HOW TO COMPLETE THIS TASK:
Nothing in the records may be left out; restate them word for word.

DATA UNDER STUDY:
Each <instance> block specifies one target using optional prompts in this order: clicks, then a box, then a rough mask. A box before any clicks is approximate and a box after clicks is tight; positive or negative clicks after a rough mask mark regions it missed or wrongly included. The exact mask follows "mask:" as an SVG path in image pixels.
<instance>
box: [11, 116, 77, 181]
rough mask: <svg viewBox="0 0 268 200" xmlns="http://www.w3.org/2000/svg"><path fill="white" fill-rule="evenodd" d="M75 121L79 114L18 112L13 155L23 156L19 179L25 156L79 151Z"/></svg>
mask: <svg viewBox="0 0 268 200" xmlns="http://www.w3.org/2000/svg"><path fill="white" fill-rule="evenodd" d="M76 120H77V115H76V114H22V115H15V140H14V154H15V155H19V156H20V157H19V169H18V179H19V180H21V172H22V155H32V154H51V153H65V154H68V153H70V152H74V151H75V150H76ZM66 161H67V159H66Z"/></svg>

ANSWER:
Each <instance> block specifies one target using optional prompts in this order: clicks, then a box, then a rough mask. A box before any clicks is approximate and a box after clicks is tight; positive or negative clicks after a rough mask mark regions it missed or wrongly included. The exact mask follows "mask:" as an SVG path in image pixels.
<instance>
box: [11, 116, 77, 181]
rough mask: <svg viewBox="0 0 268 200" xmlns="http://www.w3.org/2000/svg"><path fill="white" fill-rule="evenodd" d="M75 121L79 114L18 112L13 155L23 156L19 179L25 156L79 151Z"/></svg>
mask: <svg viewBox="0 0 268 200" xmlns="http://www.w3.org/2000/svg"><path fill="white" fill-rule="evenodd" d="M76 120H77V115H76V114H22V115H15V140H14V154H15V155H19V156H20V157H19V169H18V179H19V180H21V172H22V155H32V154H51V153H65V154H68V153H70V152H74V151H75V150H76ZM66 161H67V159H66Z"/></svg>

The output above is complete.